*** Block opens ***
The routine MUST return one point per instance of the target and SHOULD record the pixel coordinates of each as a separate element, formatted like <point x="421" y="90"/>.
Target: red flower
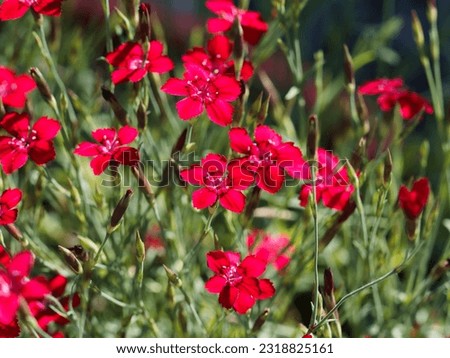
<point x="13" y="89"/>
<point x="220" y="180"/>
<point x="274" y="250"/>
<point x="111" y="148"/>
<point x="13" y="9"/>
<point x="333" y="186"/>
<point x="9" y="199"/>
<point x="252" y="24"/>
<point x="217" y="59"/>
<point x="15" y="284"/>
<point x="35" y="143"/>
<point x="204" y="92"/>
<point x="268" y="157"/>
<point x="391" y="92"/>
<point x="42" y="311"/>
<point x="413" y="202"/>
<point x="237" y="282"/>
<point x="133" y="63"/>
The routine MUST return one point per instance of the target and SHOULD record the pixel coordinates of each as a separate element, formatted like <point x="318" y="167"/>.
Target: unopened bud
<point x="140" y="248"/>
<point x="313" y="137"/>
<point x="42" y="86"/>
<point x="387" y="167"/>
<point x="120" y="209"/>
<point x="348" y="67"/>
<point x="143" y="32"/>
<point x="141" y="115"/>
<point x="173" y="277"/>
<point x="71" y="260"/>
<point x="419" y="37"/>
<point x="262" y="115"/>
<point x="261" y="320"/>
<point x="119" y="111"/>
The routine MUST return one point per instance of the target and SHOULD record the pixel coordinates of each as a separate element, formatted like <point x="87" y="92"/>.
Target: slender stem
<point x="315" y="311"/>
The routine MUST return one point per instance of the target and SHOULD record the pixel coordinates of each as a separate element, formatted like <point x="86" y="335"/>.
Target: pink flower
<point x="333" y="185"/>
<point x="204" y="92"/>
<point x="413" y="202"/>
<point x="14" y="89"/>
<point x="268" y="157"/>
<point x="252" y="24"/>
<point x="391" y="92"/>
<point x="274" y="250"/>
<point x="15" y="285"/>
<point x="9" y="199"/>
<point x="45" y="316"/>
<point x="219" y="179"/>
<point x="217" y="59"/>
<point x="36" y="143"/>
<point x="237" y="282"/>
<point x="133" y="63"/>
<point x="13" y="9"/>
<point x="111" y="147"/>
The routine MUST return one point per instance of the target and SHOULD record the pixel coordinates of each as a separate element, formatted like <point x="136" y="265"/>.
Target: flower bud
<point x="173" y="277"/>
<point x="120" y="209"/>
<point x="313" y="137"/>
<point x="71" y="260"/>
<point x="117" y="108"/>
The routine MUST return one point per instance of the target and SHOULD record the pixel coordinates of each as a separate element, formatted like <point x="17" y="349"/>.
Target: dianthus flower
<point x="111" y="148"/>
<point x="252" y="24"/>
<point x="204" y="92"/>
<point x="392" y="92"/>
<point x="268" y="157"/>
<point x="216" y="58"/>
<point x="14" y="89"/>
<point x="220" y="180"/>
<point x="237" y="282"/>
<point x="275" y="250"/>
<point x="35" y="143"/>
<point x="133" y="63"/>
<point x="13" y="9"/>
<point x="333" y="185"/>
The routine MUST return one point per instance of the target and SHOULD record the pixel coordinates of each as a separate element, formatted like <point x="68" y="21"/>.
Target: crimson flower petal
<point x="233" y="200"/>
<point x="188" y="108"/>
<point x="215" y="284"/>
<point x="203" y="198"/>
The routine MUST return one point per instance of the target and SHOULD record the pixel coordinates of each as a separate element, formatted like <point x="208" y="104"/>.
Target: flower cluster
*** Block closes ***
• _Brief_
Write out the records above once more, word for word, with no pictures.

• _Result for this task_
The routine MUST return one point per instance of the target and SHOULD record the pixel coordinates of each as a separate element, formatted like <point x="421" y="90"/>.
Target: red flower
<point x="13" y="89"/>
<point x="220" y="180"/>
<point x="274" y="250"/>
<point x="111" y="148"/>
<point x="13" y="9"/>
<point x="333" y="186"/>
<point x="9" y="199"/>
<point x="252" y="24"/>
<point x="217" y="59"/>
<point x="15" y="284"/>
<point x="35" y="143"/>
<point x="204" y="92"/>
<point x="268" y="157"/>
<point x="391" y="92"/>
<point x="42" y="311"/>
<point x="413" y="202"/>
<point x="237" y="282"/>
<point x="133" y="63"/>
The routine MUST return one point per instance of the target and SHOULD record the pixel coordinates of each as a separate element, formatted like <point x="318" y="167"/>.
Target: unopened bud
<point x="140" y="248"/>
<point x="313" y="137"/>
<point x="42" y="86"/>
<point x="387" y="167"/>
<point x="120" y="209"/>
<point x="348" y="67"/>
<point x="143" y="32"/>
<point x="141" y="115"/>
<point x="173" y="277"/>
<point x="71" y="260"/>
<point x="419" y="37"/>
<point x="262" y="115"/>
<point x="261" y="320"/>
<point x="119" y="111"/>
The routine MUST return one point per instance of the target and SHOULD record the pixel coordinates of each as a separate element, formatted like <point x="87" y="92"/>.
Target: slender stem
<point x="315" y="311"/>
The routine MUST return one point per instance of the target and SHOULD record the pixel coordinates of each as a separate element, formatted like <point x="86" y="335"/>.
Target: pink flower
<point x="333" y="185"/>
<point x="204" y="92"/>
<point x="413" y="202"/>
<point x="14" y="89"/>
<point x="268" y="157"/>
<point x="252" y="24"/>
<point x="391" y="92"/>
<point x="274" y="250"/>
<point x="15" y="285"/>
<point x="9" y="199"/>
<point x="45" y="316"/>
<point x="219" y="179"/>
<point x="217" y="59"/>
<point x="36" y="143"/>
<point x="237" y="282"/>
<point x="133" y="63"/>
<point x="13" y="9"/>
<point x="111" y="147"/>
The routine MUST return one point per instance of the target and SHOULD record the pixel coordinates of each as a separate element, formatted like <point x="136" y="265"/>.
Target: flower bud
<point x="173" y="277"/>
<point x="120" y="209"/>
<point x="313" y="137"/>
<point x="71" y="260"/>
<point x="117" y="108"/>
The routine MUST return one point per instance of the target and SHOULD record the pixel coordinates of each as a separate element, formatted like <point x="17" y="349"/>.
Target: dianthus flower
<point x="111" y="148"/>
<point x="252" y="24"/>
<point x="204" y="92"/>
<point x="392" y="92"/>
<point x="268" y="157"/>
<point x="216" y="58"/>
<point x="14" y="89"/>
<point x="220" y="180"/>
<point x="237" y="282"/>
<point x="275" y="250"/>
<point x="35" y="143"/>
<point x="133" y="63"/>
<point x="13" y="9"/>
<point x="333" y="185"/>
The routine MUST return one point per instance of the target and SHOULD record the pixel coordinates of each as a separate element, formatted like <point x="68" y="21"/>.
Target: crimson flower petal
<point x="233" y="200"/>
<point x="188" y="108"/>
<point x="215" y="284"/>
<point x="203" y="198"/>
The routine MUST return one point per instance of the target and SHOULD record the pixel coordinates of each as a separate element, formatted like <point x="208" y="104"/>.
Target: flower cluster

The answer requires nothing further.